### [RECORDS FOR THE EXERCISE]

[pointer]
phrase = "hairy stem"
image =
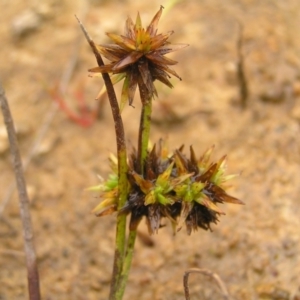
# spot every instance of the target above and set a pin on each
(32, 270)
(122, 173)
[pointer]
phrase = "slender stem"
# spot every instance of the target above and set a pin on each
(144, 133)
(32, 270)
(145, 124)
(127, 264)
(122, 172)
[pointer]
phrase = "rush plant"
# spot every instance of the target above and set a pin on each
(150, 183)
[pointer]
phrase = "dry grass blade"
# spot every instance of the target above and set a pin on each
(32, 270)
(208, 273)
(51, 112)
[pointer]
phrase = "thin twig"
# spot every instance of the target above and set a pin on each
(242, 81)
(208, 273)
(122, 171)
(47, 120)
(32, 270)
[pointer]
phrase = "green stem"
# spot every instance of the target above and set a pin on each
(127, 264)
(122, 173)
(143, 141)
(145, 124)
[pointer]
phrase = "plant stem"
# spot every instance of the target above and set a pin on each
(32, 270)
(127, 264)
(144, 133)
(145, 124)
(122, 173)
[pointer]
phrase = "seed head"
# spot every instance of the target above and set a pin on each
(138, 57)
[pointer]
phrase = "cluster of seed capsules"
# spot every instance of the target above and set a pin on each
(185, 190)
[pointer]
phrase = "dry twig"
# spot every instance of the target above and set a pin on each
(242, 81)
(32, 270)
(208, 273)
(51, 112)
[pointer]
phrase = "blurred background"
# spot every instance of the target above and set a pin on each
(240, 92)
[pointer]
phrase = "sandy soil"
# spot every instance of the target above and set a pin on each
(255, 248)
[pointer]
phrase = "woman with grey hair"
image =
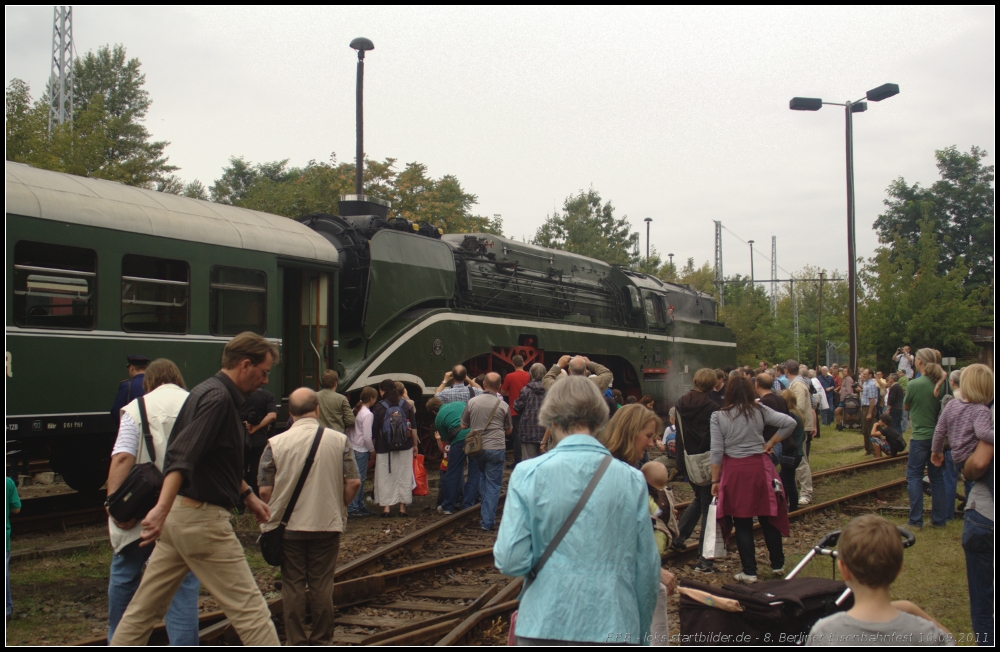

### [GOAL OF THE EXERCISE]
Find every line of the rows that contains the word "seed" and copy each such line.

### [WRITTEN REPLY]
phrase = "seed head"
phrase = "cluster of seed capsules"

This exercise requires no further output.